- _Directive_
Filter the records below so that only the lines containing the word "Mark" remain, and copy each of those lines.
** Start of Recorded information **
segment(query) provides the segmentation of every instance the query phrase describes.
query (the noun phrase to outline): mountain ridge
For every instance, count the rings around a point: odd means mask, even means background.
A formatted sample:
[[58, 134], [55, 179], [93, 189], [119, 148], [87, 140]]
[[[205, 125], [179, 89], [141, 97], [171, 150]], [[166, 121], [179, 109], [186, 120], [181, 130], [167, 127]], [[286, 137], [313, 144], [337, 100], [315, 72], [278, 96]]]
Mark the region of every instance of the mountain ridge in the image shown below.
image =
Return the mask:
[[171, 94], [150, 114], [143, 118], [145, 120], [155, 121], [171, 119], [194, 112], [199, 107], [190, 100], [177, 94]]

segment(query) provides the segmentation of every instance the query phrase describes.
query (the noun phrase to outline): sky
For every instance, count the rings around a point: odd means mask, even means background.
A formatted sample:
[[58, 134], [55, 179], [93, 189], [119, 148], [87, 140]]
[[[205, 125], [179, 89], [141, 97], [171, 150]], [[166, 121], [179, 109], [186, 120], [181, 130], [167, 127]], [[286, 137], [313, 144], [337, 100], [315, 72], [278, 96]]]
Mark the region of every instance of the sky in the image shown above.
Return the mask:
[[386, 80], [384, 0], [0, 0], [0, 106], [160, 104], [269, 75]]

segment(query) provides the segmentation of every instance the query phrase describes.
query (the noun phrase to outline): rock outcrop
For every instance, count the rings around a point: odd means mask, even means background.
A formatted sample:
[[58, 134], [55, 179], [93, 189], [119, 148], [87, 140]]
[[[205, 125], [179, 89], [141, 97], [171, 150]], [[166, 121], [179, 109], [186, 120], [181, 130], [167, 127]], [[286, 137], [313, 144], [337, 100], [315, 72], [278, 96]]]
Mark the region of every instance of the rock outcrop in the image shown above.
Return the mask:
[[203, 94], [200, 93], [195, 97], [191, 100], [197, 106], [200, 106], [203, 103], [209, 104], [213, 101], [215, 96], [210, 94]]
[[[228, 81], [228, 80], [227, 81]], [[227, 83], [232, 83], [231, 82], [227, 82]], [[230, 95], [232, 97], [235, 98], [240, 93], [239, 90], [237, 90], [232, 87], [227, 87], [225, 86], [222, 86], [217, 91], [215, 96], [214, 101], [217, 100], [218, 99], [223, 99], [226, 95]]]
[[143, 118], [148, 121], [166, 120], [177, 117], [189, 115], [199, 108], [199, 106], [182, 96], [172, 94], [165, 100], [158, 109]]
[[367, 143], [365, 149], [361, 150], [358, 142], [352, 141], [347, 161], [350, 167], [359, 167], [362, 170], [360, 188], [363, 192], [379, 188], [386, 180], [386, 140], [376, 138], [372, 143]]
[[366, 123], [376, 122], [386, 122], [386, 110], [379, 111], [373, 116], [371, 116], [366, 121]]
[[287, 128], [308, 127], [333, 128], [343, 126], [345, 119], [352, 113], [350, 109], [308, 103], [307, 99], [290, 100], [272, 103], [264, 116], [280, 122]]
** End of Recorded information **
- _The reply_
Mark the region of every instance of the mountain ridge in the image shown below.
Mark the region of every instance of the sky in the image shown above.
Mark the region of every instance of the rock outcrop in the image shown above.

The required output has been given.